* **CONSEGNA**:
Riscrivi il passo del testo sugli aiuti dell'UE alla Turchia da "L’intesa prevedeva che" a "entrare in Europa.", cambiando "clausola" in "disposizione".

* **TESTO FORNITO**:

/---

L’Unione europea nel 2016 aveva stanziato tre miliardi di euro di aiuti alla Turchia per farsi carico di tutti i migranti fermati sulla rotta verso l’Europa e per la gestione dei centri di accoglienza nel Paese.

L’intesa prevedeva che l’UE ne versasse altrettanti dopo che i primi tre fossero stati utilizzati. Inoltre una clausola stabiliva che per ogni siriano di ritorno in Turchia dalle isole greche, un altro, il cui nome fosse inserito nella lista di attesa dei corridoi umanitari, ottenesse i documenti necessari per entrare in Europa.

Ma l’ingranaggio si è inceppato mentre la seconda tranche dei soldi promessi, entro la fine del 2019, non è mai stata sbloccata. E cosi, in soli tre giorni, hanno lasciato la Turchia non meno di 120 mila persone.

\---

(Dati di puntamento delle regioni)
/---

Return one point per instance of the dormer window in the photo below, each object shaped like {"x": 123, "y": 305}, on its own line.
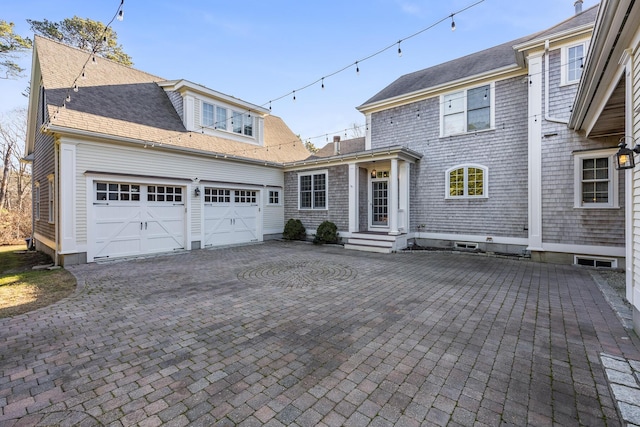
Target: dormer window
{"x": 222, "y": 118}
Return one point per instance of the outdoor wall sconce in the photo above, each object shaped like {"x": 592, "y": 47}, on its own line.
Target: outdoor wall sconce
{"x": 624, "y": 156}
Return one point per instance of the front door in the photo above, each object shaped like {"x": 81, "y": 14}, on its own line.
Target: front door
{"x": 380, "y": 203}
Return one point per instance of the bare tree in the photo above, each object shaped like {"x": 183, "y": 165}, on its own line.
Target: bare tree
{"x": 15, "y": 181}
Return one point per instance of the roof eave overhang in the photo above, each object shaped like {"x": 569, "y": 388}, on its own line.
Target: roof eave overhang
{"x": 407, "y": 98}
{"x": 182, "y": 86}
{"x": 77, "y": 133}
{"x": 395, "y": 152}
{"x": 604, "y": 63}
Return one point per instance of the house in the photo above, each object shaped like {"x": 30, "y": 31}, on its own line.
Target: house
{"x": 476, "y": 153}
{"x": 126, "y": 163}
{"x": 607, "y": 105}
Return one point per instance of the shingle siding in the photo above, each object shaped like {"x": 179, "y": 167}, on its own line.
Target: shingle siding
{"x": 338, "y": 199}
{"x": 502, "y": 150}
{"x": 561, "y": 222}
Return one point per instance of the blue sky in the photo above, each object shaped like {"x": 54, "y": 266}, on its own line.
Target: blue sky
{"x": 261, "y": 50}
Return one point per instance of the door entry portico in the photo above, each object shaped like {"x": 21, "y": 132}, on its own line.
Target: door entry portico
{"x": 380, "y": 203}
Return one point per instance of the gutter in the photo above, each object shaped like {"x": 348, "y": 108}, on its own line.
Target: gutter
{"x": 548, "y": 117}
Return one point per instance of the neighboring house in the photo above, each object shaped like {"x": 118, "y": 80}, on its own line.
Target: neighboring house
{"x": 476, "y": 153}
{"x": 607, "y": 105}
{"x": 134, "y": 164}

\---

* **RISPOSTA ALL'ESERCIZIO**:
L’intesa prevedeva che l’UE ne versasse altrettanti dopo che i primi tre fossero stati utilizzati. Inoltre una disposizione stabiliva che per ogni siriano di ritorno in Turchia dalle isole greche, un altro, il cui nome fosse inserito nella lista di attesa dei corridoi umanitari, ottenesse i documenti necessari per entrare in Europa.